_To do_: Reproduce the rows below verbatim, from the line with "Identify one point on each instance of the boulder" to the line with "column 242, row 29", including both of those lines.

_Exercise data_:

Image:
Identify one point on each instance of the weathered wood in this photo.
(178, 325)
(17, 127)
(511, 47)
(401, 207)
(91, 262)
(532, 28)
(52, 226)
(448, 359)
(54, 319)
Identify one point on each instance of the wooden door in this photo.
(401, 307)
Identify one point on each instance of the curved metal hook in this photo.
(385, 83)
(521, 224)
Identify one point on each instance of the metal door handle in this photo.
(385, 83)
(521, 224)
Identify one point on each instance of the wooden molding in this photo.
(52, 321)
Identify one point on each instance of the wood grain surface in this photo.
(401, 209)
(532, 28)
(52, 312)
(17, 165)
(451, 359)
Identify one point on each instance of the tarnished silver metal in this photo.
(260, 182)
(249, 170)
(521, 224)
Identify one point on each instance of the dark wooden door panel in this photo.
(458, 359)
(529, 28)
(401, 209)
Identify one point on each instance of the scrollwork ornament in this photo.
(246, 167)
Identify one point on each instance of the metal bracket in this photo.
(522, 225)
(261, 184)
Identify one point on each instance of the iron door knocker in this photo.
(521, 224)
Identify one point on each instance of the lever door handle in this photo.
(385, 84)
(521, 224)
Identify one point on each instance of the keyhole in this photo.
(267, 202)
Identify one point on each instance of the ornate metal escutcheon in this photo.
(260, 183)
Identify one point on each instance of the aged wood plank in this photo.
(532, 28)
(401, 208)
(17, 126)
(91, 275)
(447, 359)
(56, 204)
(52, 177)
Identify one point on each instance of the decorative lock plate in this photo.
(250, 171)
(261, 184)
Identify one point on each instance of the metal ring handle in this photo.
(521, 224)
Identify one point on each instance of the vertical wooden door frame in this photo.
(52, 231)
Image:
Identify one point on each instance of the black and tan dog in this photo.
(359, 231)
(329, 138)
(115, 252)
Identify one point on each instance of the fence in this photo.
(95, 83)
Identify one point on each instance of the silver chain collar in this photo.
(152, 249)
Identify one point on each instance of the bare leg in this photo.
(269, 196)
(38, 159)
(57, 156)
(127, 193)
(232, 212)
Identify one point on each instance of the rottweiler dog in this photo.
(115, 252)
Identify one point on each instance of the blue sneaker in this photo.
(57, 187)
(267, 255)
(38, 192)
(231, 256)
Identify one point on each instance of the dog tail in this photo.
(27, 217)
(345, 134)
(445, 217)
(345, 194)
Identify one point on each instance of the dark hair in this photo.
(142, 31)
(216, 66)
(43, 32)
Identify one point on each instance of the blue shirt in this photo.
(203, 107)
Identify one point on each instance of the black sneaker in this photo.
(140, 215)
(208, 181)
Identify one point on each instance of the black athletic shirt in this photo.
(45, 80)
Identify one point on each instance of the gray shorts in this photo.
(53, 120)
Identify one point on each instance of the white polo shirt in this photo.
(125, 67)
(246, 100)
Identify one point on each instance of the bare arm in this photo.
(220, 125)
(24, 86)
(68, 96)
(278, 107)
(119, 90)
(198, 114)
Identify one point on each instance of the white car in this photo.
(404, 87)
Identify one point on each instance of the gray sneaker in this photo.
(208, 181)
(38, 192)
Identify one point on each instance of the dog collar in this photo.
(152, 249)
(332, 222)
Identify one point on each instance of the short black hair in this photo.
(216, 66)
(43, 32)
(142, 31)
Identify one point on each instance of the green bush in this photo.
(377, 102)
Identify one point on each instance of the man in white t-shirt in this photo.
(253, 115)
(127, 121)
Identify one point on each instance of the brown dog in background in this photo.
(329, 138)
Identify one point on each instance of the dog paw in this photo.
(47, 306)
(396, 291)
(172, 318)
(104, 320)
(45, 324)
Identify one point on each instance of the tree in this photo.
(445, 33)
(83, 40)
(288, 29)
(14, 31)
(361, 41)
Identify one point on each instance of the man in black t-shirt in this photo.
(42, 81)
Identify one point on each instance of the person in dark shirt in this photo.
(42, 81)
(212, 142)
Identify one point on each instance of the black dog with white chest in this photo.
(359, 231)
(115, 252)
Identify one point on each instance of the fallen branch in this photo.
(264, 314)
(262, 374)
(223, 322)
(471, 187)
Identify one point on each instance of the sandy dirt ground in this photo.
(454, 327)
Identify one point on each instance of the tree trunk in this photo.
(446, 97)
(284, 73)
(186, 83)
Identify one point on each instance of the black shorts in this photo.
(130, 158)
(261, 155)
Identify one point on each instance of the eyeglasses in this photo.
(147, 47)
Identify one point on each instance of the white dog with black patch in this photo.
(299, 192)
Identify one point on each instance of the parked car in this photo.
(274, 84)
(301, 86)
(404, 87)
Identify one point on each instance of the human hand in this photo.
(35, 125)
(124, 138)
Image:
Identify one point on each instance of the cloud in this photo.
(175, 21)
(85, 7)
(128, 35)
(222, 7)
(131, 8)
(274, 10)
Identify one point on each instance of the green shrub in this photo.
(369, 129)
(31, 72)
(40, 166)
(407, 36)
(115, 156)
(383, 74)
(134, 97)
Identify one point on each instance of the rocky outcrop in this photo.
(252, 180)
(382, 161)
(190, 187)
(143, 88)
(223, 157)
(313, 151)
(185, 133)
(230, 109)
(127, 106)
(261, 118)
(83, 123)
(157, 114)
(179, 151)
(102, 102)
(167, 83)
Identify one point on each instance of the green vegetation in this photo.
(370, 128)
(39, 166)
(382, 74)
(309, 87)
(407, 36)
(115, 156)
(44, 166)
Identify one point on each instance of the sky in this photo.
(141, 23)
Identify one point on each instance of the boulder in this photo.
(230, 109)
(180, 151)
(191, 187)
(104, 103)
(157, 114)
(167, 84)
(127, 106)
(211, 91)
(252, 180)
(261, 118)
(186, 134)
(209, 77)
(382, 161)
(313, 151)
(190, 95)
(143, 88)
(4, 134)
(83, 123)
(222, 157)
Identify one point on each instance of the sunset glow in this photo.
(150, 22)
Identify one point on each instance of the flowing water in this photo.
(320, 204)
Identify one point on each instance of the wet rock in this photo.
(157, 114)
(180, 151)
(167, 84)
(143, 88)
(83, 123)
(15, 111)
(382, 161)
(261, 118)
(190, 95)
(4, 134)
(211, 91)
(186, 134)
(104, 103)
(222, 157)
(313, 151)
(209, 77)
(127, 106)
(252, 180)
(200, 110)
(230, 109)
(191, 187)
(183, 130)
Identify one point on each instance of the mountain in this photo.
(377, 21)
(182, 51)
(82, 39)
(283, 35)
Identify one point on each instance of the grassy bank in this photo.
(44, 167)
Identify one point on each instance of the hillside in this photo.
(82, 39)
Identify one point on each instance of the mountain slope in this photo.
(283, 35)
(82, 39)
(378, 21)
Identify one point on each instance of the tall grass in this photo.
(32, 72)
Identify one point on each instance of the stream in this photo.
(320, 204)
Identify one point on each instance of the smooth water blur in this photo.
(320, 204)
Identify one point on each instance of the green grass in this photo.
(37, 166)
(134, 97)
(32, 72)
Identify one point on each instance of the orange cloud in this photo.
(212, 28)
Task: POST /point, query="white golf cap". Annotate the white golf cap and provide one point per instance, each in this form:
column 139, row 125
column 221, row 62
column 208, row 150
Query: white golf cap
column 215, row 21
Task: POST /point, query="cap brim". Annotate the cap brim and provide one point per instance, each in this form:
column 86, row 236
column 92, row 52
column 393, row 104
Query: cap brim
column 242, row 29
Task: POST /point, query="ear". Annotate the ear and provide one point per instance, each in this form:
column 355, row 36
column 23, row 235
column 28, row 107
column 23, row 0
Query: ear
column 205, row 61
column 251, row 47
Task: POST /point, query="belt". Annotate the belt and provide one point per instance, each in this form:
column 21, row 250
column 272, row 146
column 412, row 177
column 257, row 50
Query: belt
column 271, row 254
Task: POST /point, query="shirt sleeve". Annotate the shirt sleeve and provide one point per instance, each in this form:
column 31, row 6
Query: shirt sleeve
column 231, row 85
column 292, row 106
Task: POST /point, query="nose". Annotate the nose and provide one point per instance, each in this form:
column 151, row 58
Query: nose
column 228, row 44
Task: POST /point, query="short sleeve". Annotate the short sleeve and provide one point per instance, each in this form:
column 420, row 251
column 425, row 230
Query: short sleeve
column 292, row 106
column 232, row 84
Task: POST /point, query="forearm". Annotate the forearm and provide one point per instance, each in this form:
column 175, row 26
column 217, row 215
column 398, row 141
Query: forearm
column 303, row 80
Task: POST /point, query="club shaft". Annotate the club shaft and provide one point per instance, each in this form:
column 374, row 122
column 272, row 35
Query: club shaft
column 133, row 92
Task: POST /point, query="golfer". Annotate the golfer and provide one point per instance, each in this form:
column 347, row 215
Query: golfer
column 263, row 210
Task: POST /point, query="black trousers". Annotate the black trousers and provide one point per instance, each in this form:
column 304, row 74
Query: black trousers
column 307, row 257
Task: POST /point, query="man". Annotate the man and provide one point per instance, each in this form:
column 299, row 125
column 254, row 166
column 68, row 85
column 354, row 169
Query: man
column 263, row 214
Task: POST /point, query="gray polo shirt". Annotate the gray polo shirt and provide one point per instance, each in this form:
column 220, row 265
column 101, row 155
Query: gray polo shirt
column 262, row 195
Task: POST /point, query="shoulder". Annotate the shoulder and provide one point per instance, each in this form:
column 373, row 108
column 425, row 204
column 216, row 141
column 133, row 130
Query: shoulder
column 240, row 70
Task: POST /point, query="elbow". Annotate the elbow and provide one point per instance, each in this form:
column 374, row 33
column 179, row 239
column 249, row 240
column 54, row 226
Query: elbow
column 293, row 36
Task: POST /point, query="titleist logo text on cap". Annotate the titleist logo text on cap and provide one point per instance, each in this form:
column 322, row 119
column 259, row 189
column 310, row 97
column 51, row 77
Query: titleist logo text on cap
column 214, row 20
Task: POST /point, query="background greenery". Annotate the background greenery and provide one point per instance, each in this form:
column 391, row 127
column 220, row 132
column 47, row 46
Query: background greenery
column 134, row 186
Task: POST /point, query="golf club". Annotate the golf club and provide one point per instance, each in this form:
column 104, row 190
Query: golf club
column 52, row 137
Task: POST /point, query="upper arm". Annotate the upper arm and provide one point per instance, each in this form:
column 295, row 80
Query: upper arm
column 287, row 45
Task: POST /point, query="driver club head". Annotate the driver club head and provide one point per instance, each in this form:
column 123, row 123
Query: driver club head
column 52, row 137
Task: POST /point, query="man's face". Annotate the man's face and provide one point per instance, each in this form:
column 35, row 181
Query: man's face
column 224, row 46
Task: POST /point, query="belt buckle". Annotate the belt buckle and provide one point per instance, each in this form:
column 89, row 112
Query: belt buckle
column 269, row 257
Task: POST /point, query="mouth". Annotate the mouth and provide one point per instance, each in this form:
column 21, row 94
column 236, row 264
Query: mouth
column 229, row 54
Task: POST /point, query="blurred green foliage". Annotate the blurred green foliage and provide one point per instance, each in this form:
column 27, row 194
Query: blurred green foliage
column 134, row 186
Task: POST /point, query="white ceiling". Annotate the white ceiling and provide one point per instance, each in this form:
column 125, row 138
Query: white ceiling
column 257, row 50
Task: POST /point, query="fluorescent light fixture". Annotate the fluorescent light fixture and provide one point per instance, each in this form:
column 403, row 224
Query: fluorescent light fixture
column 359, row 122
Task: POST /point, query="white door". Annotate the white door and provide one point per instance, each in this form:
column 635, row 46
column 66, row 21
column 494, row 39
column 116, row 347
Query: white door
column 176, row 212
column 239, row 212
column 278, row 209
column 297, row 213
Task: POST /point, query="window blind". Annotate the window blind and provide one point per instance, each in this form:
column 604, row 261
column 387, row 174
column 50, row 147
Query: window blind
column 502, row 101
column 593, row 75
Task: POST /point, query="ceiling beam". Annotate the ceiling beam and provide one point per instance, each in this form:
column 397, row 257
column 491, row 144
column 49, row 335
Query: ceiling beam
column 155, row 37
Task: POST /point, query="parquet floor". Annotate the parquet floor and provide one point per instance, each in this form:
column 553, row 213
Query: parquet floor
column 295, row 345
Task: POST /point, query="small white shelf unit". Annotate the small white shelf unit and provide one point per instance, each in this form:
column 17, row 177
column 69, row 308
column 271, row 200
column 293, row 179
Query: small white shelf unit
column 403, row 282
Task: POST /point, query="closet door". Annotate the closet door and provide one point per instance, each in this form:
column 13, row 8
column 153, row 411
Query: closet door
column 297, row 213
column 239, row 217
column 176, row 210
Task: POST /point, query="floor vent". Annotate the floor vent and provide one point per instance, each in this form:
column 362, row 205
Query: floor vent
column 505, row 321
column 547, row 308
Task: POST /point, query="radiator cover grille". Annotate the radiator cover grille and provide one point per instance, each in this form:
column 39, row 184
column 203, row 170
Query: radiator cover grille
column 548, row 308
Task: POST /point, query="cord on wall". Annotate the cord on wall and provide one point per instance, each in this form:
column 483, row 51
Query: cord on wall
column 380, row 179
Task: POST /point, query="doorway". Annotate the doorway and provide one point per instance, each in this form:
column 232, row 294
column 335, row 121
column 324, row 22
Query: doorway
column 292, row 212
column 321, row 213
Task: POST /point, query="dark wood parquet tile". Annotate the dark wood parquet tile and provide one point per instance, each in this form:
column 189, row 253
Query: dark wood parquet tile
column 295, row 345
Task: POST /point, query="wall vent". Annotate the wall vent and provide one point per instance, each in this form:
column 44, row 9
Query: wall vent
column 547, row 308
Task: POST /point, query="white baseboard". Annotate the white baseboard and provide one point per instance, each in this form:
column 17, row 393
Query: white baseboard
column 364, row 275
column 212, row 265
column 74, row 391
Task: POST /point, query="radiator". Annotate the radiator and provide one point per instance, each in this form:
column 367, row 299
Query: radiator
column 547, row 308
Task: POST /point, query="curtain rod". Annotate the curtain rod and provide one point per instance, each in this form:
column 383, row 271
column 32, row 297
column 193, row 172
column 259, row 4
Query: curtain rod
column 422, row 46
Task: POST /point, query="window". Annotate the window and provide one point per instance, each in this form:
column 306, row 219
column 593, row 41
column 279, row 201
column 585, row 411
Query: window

_Task answer_:
Identify one point on each instance of the boulder in this photo.
(230, 109)
(180, 151)
(191, 187)
(104, 103)
(157, 114)
(167, 84)
(127, 106)
(211, 91)
(252, 180)
(261, 118)
(186, 134)
(209, 77)
(382, 161)
(313, 151)
(190, 95)
(143, 88)
(4, 134)
(83, 123)
(222, 157)
Identify one point on each instance of the sunset glow in this photo.
(150, 22)
Identify one point on each instance of the flowing water in this photo.
(320, 204)
Identify one point on each instance of the wet rock in this photo.
(157, 114)
(180, 151)
(167, 84)
(143, 88)
(83, 123)
(15, 111)
(382, 161)
(261, 118)
(190, 95)
(4, 134)
(211, 91)
(186, 134)
(104, 103)
(222, 157)
(313, 151)
(209, 77)
(127, 106)
(252, 180)
(200, 110)
(230, 109)
(191, 187)
(183, 130)
Identify one point on each instance of the mountain in this photo.
(377, 21)
(182, 51)
(82, 39)
(283, 35)
Identify one point on each instance of the grassy bank in this photo.
(44, 167)
Identify one point on each instance of the hillside in this photo.
(82, 39)
Identify one point on each instance of the mountain slope in this photo.
(283, 35)
(82, 39)
(378, 21)
Identify one point on each instance of the tall grass in this photo.
(32, 72)
Identify one point on each instance of the stream in this photo.
(320, 204)
Identify one point on each instance of the smooth water blur in this photo.
(320, 204)
Identify one point on each instance of the green grass in this photo.
(37, 166)
(134, 97)
(32, 72)
Identify one point on each instance of the orange cloud in this photo.
(212, 28)
Task: POST /point, query="white golf cap". Annotate the white golf cap and provide one point per instance, each in this form:
column 139, row 125
column 221, row 62
column 208, row 150
Query: white golf cap
column 215, row 21
Task: POST /point, query="cap brim". Annotate the cap brim and provide one point per instance, each in this form:
column 86, row 236
column 92, row 52
column 393, row 104
Query: cap brim
column 242, row 29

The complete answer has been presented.